# Exercise goal
Reproduce word for word the line that contains "Target: monkey's foot" and every line after it to the end of the records, with nothing else added.

[Natural-language object grounding data]
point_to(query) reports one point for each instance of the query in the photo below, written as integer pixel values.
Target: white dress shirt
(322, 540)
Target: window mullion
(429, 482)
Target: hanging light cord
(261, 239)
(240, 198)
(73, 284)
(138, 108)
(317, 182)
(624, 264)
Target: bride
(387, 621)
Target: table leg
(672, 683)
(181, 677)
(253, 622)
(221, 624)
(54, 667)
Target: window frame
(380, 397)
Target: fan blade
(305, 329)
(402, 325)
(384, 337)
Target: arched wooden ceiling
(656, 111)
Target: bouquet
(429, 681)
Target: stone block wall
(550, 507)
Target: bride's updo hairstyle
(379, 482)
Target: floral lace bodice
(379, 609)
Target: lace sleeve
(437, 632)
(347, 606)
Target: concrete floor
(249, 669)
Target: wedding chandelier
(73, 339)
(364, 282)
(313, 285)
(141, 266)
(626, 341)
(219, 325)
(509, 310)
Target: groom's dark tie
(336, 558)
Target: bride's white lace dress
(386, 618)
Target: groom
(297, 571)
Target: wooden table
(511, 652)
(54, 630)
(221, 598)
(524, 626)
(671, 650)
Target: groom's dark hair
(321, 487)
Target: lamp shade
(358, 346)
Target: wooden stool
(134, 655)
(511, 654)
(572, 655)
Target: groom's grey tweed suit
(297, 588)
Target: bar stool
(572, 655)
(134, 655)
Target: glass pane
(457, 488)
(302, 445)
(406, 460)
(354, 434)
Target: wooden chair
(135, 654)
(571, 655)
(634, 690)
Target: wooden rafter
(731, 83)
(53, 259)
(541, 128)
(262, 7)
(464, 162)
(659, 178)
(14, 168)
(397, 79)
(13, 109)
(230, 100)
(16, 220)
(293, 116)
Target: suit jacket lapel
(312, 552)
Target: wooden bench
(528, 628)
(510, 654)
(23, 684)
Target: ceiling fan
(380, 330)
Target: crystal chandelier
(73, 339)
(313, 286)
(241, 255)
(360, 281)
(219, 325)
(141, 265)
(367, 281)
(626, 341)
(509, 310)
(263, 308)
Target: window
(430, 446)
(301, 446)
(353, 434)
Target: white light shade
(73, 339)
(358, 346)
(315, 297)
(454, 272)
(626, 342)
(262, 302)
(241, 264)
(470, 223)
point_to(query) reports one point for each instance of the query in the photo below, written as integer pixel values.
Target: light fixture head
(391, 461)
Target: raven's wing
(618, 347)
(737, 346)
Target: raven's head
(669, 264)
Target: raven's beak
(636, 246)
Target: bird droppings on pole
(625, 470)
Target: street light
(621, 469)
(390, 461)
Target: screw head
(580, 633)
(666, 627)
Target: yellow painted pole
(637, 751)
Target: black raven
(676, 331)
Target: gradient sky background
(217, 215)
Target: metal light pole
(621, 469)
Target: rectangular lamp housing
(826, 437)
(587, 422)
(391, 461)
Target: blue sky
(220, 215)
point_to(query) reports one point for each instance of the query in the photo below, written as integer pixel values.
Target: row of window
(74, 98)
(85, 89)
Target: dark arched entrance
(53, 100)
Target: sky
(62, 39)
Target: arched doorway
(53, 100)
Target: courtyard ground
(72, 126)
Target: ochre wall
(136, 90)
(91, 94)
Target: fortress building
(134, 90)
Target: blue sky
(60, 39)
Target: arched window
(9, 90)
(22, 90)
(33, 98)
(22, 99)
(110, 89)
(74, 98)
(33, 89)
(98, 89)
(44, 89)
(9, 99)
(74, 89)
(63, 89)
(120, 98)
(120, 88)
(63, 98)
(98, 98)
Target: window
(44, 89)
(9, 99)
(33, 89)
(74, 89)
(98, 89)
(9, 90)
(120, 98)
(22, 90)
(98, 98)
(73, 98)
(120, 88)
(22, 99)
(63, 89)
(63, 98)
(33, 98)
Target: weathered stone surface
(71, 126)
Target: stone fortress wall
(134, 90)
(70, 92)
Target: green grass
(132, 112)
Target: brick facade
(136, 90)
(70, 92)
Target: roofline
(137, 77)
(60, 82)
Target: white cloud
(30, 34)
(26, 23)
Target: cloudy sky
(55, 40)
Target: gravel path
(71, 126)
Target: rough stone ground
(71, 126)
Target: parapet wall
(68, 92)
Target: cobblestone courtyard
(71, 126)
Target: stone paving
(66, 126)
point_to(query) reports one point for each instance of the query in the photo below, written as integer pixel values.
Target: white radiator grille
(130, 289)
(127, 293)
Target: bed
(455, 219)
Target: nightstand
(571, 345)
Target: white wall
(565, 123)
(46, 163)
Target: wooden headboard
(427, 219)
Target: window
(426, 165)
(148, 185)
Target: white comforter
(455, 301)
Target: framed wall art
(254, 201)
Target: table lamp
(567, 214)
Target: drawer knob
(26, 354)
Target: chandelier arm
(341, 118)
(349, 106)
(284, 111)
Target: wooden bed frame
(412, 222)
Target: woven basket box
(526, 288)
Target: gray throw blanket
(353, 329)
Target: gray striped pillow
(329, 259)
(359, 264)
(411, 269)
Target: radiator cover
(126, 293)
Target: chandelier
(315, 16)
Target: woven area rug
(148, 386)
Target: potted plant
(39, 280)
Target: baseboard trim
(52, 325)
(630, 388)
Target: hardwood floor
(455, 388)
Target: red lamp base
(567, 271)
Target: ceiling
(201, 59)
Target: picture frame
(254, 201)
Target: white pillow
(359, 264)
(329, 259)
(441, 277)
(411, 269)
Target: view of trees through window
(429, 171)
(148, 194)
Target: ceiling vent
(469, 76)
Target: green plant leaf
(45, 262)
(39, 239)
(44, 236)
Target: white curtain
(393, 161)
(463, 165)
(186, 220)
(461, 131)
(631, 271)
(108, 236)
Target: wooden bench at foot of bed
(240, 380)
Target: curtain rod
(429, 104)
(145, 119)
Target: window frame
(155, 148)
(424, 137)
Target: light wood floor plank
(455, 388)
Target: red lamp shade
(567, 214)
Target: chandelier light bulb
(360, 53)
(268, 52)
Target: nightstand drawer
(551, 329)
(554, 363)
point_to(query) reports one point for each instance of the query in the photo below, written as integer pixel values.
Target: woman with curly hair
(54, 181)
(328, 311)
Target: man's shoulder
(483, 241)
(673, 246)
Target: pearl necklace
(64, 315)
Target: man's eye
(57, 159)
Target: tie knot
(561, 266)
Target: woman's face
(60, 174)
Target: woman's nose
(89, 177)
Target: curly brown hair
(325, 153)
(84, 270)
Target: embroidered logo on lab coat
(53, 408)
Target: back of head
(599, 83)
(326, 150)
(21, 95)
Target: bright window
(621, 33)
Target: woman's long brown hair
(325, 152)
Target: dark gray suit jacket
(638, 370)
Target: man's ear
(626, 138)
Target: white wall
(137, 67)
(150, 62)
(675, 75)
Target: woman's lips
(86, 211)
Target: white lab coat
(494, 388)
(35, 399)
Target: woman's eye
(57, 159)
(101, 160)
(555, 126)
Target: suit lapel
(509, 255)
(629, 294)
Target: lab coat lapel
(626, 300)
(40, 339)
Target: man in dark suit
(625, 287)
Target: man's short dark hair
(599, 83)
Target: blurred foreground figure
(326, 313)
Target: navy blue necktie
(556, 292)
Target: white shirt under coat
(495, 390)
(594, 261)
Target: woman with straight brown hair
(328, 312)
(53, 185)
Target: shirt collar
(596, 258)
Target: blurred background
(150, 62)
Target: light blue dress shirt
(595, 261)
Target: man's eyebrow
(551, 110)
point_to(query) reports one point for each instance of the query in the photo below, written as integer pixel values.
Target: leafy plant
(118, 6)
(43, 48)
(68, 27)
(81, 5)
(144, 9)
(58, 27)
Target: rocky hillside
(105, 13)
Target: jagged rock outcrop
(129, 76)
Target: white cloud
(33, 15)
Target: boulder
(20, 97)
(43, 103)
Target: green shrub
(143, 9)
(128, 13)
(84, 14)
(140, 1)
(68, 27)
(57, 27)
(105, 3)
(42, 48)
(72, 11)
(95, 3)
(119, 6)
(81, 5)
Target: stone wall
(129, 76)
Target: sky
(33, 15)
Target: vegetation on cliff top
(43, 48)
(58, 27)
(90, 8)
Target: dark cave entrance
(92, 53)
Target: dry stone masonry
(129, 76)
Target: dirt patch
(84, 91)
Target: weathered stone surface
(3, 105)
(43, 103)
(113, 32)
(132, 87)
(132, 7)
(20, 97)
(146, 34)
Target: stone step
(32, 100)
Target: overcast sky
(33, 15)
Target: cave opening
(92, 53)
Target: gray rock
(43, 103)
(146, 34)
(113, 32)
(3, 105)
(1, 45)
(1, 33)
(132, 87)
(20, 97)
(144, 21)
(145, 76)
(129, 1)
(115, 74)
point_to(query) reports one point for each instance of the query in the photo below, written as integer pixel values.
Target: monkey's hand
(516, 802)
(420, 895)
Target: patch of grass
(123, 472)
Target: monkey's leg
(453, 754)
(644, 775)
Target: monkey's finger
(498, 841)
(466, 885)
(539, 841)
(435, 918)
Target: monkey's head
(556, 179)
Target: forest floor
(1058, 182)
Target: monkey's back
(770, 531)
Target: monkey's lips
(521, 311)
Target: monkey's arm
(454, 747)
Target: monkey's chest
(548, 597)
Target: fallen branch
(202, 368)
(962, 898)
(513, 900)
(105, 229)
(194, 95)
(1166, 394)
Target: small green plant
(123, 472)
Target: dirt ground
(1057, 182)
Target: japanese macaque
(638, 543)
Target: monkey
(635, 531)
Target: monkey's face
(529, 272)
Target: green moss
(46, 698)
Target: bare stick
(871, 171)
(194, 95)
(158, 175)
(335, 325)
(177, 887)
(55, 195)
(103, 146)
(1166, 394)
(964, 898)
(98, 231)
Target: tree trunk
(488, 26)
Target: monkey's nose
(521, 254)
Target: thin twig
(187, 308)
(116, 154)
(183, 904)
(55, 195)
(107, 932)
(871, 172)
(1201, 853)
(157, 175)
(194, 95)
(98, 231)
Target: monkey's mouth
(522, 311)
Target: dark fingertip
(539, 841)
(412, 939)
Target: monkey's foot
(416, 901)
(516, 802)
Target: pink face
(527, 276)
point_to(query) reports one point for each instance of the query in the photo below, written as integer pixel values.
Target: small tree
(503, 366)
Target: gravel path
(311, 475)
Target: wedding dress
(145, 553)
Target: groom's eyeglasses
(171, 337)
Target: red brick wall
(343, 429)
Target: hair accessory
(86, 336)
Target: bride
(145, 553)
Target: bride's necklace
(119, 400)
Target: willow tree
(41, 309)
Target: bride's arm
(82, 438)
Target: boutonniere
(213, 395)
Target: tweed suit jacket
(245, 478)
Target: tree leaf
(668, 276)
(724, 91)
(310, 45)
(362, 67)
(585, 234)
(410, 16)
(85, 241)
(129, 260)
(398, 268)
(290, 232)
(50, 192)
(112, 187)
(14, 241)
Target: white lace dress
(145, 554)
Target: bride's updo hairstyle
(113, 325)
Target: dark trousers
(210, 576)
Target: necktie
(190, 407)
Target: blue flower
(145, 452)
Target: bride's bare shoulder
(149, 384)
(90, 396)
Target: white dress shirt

# Exercise response
Target: monkey's foot
(416, 901)
(516, 802)
Target: pink face
(527, 276)
point_to(query) reports one point for each instance of the query in the photo below, written as integer pixel values.
Target: small tree
(503, 366)
Target: gravel path
(311, 475)
Target: wedding dress
(145, 553)
Target: groom's eyeglasses
(171, 337)
Target: red brick wall
(343, 429)
Target: hair accessory
(86, 336)
Target: bride
(145, 553)
Target: bride's necklace
(119, 400)
Target: willow tree
(41, 309)
Target: bride's arm
(82, 438)
Target: boutonniere
(213, 395)
Target: tweed suit jacket
(245, 478)
Target: tree leaf
(668, 276)
(724, 91)
(310, 45)
(362, 67)
(585, 234)
(410, 16)
(85, 241)
(129, 260)
(398, 268)
(290, 232)
(50, 192)
(112, 187)
(14, 241)
Target: white lace dress
(145, 554)
Target: bride's updo hairstyle
(113, 325)
Target: dark trousers
(210, 576)
Target: necktie
(190, 407)
Target: blue flower
(145, 452)
Target: bride's bare shoulder
(149, 384)
(90, 396)
Target: white dress shirt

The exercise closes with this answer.